**Exercise aim:** Your answer must be the lines of the entries below, exactly as written, from the first line through the line containing "Category: seated man in military uniform".

Record excerpts below:

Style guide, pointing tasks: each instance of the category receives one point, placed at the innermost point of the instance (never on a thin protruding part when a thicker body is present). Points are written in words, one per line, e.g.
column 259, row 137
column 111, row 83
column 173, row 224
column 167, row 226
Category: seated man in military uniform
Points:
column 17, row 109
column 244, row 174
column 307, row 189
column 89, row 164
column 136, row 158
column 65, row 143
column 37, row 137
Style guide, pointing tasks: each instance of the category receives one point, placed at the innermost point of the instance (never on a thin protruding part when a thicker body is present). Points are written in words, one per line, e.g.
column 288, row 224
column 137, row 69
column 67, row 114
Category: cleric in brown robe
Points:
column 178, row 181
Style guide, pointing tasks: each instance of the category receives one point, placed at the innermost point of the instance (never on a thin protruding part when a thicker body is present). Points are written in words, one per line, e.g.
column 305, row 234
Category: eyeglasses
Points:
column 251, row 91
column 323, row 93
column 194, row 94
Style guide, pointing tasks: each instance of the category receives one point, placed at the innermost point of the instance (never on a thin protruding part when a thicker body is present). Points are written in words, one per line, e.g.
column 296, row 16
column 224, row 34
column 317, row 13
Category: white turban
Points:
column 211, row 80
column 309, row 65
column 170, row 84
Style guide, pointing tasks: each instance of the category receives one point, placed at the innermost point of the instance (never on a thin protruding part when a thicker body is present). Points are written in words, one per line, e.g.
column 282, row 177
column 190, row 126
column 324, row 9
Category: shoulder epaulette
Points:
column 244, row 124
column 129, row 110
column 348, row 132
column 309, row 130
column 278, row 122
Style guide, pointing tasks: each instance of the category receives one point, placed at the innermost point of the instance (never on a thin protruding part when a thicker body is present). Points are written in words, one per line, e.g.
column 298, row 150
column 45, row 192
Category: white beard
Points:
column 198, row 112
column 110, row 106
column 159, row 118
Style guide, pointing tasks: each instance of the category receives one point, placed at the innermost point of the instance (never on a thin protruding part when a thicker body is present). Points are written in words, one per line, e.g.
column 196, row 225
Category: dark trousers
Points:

End of Record excerpts.

**Reply to the task:**
Style guide, pointing tasks: each instance of the category receives one point, placed at the innermost point of the instance (never on a thin protruding part when a thicker body is present). Points are written in words, one per line, e.g.
column 259, row 137
column 111, row 83
column 173, row 224
column 167, row 226
Category: seated man in military uniform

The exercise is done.